Sfida 1:
Nell'estratto sull'obbligo di manutenzione dell'usufruttuario, quale articolo ha modificato la formula dell'art. 501?

- - -

Ciò premesso devono ritenersi spese di manutenzione ordinaria quelle necessarie per conservare per uno spazio di tempo limitato, e non mai oltre alla possibile durata dell'usufrutto, il reddito normale della cosa mentre devono ritenersi spese di manutenzione straordinaria quelle necessarie per conservare la cosa nella sua capacità redditizia e quindi indirettamente per conservare per un tempo indefinito il reddito. All'usufruttuario infatti non può essere imposto un sacrificio maggiore di quello rappresentato dalle spese della prima categoria: egli non deve sopportare altro che le spese della manutenzione che e condizione del suo godimento e non può essere tenuto a conservare la cosa nella sua capacità produttiva indefinita nel tempo. D'altro canto non si potrebbe far carico al proprietario delle spese necessarie a conservare il reddito della cosa per uno spazio di tempo limitato, perché l'utilità di queste spese si riversa direttamente e immediatamente nel patrimonio dell'usufruttuario, il quale ne sarebbe così ingiustamente arricchito.


L'obbligo di manutenzione dell'usufruttuario

L'obbligo di manutenzione ha una sua autonomia rispetto all'obbligo di custodia quando l'usufrutto ha per oggetto una cosa corporale: se questo invece ha per oggetto un diritto di credito i due obblighi si identificano quanto al contenuto e al risultato pratico.

L'obbligo di manutenzione ordinaria che incombe sull'usufruttuario è più lato dell'obbligo di eseguire le riparazioni ordinarie (per cui giustamente l'art. 1004 ha modificato la formula dell'art. 501), perché la manutenzione comprende ad es. l'alimentazione degli animali, la coltura dei fondi, la conservazione dell'efficienza dell'organizzazione di un'azienda e così via.

- - -

Sfida 2:
Indica soltanto il numero di righe dei dati in cui compare la stringa "coat", distinguendo tra maiuscole e minuscole.

Estratto dati:
- - -

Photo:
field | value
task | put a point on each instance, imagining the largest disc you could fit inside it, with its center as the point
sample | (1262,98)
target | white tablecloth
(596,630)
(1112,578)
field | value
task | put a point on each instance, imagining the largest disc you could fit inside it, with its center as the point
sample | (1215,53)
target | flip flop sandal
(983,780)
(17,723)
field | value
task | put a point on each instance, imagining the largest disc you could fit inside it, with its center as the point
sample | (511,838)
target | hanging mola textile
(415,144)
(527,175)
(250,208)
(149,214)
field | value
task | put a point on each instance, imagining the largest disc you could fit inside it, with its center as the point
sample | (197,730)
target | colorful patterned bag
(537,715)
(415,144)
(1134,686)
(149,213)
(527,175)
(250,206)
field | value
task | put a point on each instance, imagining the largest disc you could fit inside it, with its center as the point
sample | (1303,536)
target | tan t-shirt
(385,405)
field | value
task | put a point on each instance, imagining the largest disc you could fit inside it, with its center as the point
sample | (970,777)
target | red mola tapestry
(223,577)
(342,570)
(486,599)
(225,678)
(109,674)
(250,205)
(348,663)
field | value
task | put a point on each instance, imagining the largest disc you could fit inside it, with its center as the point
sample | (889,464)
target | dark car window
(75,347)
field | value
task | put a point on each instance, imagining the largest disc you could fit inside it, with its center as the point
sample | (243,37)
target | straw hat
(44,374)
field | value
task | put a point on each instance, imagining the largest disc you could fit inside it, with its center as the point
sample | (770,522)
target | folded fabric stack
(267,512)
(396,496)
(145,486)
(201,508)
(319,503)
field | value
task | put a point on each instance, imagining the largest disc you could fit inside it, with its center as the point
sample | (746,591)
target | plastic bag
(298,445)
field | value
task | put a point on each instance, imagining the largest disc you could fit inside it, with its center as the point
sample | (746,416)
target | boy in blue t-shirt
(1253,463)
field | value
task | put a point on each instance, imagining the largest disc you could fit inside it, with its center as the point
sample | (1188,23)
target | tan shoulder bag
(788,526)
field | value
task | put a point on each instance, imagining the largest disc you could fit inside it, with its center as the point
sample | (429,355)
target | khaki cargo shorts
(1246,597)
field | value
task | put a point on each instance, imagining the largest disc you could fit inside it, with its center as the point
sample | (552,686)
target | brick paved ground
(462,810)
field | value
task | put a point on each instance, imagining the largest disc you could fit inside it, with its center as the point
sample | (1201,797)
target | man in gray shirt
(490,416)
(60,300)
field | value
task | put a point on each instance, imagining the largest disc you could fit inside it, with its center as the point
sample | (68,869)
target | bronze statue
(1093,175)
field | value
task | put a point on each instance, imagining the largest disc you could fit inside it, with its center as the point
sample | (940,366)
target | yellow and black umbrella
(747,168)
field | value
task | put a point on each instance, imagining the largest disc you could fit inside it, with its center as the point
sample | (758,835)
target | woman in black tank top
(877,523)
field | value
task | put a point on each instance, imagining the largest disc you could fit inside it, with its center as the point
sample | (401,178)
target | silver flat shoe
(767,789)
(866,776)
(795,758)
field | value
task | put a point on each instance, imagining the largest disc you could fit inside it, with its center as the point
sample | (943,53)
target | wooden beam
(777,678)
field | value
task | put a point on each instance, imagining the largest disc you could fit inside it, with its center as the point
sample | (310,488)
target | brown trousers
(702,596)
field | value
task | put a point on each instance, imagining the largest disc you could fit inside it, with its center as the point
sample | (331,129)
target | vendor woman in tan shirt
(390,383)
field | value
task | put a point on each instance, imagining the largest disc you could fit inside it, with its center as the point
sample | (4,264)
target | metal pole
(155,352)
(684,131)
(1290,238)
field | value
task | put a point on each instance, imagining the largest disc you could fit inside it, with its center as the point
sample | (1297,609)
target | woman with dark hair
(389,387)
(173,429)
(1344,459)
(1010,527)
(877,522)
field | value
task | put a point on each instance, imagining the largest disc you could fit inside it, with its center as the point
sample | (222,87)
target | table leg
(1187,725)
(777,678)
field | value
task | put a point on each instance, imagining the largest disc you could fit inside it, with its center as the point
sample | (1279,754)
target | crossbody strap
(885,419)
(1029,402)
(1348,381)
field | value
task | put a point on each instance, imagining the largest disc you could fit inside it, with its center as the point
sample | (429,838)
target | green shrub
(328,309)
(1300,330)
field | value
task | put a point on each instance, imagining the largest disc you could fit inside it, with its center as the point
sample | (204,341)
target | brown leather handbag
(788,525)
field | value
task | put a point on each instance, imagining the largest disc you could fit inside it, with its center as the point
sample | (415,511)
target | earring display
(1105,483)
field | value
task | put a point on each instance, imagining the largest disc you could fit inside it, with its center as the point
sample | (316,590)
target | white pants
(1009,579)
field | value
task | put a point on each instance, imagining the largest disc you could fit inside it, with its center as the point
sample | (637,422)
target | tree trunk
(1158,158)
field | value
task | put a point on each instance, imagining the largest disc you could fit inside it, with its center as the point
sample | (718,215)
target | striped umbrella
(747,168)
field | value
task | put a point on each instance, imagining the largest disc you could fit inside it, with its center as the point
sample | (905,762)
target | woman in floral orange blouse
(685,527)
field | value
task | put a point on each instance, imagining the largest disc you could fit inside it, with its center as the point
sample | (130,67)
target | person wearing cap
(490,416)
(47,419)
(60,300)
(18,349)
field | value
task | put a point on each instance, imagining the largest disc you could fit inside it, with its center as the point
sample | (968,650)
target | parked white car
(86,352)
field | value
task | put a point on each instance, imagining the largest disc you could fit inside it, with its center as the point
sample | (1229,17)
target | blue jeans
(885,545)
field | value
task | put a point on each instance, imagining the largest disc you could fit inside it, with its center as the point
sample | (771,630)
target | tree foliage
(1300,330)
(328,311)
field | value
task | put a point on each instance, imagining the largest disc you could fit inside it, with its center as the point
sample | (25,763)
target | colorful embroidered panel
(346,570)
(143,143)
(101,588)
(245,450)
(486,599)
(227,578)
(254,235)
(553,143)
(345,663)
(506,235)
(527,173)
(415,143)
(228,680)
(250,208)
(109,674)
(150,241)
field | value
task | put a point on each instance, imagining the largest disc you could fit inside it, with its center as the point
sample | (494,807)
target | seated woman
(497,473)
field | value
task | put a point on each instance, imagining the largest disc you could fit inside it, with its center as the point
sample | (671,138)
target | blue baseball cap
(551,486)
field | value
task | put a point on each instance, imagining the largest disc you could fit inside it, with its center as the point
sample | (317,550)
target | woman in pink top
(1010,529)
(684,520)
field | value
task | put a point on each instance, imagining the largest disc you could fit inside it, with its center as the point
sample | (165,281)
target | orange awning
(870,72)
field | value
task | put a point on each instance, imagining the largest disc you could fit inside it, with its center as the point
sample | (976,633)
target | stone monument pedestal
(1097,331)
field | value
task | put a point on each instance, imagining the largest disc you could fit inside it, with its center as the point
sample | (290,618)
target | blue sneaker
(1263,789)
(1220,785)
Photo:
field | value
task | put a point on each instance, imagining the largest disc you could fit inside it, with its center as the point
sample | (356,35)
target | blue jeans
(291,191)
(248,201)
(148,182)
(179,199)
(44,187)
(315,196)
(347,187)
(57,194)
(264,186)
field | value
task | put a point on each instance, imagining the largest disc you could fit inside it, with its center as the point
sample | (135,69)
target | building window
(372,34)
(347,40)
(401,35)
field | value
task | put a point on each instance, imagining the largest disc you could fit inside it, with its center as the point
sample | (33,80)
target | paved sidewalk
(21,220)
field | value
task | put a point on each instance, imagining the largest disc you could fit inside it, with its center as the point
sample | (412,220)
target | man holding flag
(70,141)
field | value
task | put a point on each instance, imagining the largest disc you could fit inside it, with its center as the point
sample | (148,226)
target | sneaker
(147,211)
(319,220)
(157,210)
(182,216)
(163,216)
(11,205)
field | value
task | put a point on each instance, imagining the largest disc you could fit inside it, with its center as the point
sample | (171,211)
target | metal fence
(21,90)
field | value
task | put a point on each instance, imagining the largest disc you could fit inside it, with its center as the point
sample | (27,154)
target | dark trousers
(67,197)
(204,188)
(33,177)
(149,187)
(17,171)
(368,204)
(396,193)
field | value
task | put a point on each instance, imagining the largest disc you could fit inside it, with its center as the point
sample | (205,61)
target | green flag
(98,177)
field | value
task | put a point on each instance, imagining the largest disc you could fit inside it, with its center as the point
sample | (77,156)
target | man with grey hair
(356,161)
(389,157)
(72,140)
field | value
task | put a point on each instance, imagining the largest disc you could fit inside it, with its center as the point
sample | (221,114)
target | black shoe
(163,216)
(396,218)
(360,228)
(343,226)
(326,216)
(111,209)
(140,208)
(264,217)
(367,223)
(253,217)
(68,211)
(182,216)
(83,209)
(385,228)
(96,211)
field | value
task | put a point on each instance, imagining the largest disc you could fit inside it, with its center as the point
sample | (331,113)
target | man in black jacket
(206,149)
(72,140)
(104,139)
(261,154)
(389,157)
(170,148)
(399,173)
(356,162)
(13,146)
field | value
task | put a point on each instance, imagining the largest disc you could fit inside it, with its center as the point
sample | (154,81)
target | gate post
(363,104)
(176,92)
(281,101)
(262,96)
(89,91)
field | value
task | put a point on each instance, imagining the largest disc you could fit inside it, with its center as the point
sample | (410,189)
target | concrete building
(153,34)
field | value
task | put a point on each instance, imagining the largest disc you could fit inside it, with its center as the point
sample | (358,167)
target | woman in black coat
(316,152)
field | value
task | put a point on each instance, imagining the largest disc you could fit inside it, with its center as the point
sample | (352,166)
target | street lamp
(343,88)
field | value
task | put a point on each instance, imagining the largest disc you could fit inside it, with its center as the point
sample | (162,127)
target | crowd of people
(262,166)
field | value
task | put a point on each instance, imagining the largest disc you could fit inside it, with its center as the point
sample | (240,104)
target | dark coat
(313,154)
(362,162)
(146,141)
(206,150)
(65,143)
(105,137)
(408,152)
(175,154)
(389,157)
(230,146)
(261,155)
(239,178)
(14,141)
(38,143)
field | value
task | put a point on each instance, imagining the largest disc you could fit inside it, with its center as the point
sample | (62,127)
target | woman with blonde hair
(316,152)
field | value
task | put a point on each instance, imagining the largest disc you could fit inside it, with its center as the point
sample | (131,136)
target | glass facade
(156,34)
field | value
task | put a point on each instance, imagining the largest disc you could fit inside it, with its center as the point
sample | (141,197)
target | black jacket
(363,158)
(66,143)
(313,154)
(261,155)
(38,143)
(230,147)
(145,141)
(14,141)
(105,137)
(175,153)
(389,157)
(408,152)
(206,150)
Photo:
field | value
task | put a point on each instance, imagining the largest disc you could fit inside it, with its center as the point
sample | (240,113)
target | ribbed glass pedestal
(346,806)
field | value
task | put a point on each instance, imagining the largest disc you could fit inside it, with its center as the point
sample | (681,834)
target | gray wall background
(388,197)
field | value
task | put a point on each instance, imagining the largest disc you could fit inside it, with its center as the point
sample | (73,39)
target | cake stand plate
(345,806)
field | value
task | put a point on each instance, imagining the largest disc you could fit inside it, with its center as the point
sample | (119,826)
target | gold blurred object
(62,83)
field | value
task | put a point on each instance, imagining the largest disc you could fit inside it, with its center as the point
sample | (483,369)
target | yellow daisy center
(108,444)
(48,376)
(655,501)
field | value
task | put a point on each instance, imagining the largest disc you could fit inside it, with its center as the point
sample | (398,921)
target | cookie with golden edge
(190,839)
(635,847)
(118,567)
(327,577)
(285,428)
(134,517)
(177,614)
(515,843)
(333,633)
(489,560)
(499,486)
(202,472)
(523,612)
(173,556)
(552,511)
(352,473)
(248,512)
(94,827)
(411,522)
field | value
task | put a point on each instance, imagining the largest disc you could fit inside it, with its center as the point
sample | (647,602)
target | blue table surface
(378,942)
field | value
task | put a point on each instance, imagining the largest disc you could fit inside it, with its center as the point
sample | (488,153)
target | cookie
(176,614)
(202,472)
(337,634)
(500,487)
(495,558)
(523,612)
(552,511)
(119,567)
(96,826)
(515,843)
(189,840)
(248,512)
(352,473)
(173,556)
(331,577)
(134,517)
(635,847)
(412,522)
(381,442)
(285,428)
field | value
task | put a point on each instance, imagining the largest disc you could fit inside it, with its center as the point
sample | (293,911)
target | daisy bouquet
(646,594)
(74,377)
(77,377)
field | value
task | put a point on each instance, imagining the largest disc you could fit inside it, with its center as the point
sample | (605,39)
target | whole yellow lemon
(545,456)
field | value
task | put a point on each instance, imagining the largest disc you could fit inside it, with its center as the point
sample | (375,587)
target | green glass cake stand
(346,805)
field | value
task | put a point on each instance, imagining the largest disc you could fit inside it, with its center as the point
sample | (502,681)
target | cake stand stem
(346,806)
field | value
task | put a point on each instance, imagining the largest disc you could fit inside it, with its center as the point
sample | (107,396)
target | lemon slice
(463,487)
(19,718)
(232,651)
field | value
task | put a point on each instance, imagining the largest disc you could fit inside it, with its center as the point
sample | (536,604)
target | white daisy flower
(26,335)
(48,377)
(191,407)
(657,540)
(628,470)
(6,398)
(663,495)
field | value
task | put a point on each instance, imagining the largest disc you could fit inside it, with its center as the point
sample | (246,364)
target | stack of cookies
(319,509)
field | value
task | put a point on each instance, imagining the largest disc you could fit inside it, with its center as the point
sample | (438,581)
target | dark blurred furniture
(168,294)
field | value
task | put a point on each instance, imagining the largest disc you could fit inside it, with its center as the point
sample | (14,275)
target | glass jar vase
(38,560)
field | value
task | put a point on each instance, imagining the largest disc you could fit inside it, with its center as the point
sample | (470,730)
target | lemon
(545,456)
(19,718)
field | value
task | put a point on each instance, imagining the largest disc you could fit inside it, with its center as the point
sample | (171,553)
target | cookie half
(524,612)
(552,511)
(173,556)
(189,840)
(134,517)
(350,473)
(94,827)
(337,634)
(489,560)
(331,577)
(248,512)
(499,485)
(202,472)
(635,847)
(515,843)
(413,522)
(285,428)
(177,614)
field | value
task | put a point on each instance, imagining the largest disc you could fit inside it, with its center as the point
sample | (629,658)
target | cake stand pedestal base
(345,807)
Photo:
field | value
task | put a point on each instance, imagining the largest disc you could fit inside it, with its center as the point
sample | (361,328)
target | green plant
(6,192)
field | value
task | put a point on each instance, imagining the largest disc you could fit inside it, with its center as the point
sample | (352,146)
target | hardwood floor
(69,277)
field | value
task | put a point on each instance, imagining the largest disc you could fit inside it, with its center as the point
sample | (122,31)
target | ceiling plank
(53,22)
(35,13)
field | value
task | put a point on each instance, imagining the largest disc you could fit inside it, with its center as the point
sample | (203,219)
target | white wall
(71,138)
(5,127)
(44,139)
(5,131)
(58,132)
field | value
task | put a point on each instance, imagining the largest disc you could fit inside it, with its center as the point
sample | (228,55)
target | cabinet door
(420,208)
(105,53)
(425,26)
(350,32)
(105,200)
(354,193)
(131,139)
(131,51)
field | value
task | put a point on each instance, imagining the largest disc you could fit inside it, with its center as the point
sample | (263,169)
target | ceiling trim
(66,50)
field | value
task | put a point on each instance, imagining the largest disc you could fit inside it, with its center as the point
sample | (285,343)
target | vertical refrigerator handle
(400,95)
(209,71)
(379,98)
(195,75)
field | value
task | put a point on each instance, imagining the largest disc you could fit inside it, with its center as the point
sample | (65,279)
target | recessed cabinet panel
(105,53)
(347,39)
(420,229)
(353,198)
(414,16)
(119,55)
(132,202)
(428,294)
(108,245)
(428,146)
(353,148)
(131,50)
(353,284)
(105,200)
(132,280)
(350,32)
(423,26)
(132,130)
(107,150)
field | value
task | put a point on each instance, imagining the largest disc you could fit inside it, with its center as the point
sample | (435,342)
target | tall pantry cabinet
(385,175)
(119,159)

- - -

Soluzione esercizio 1:
L'art. 1004.

Soluzione esercizio 2:
2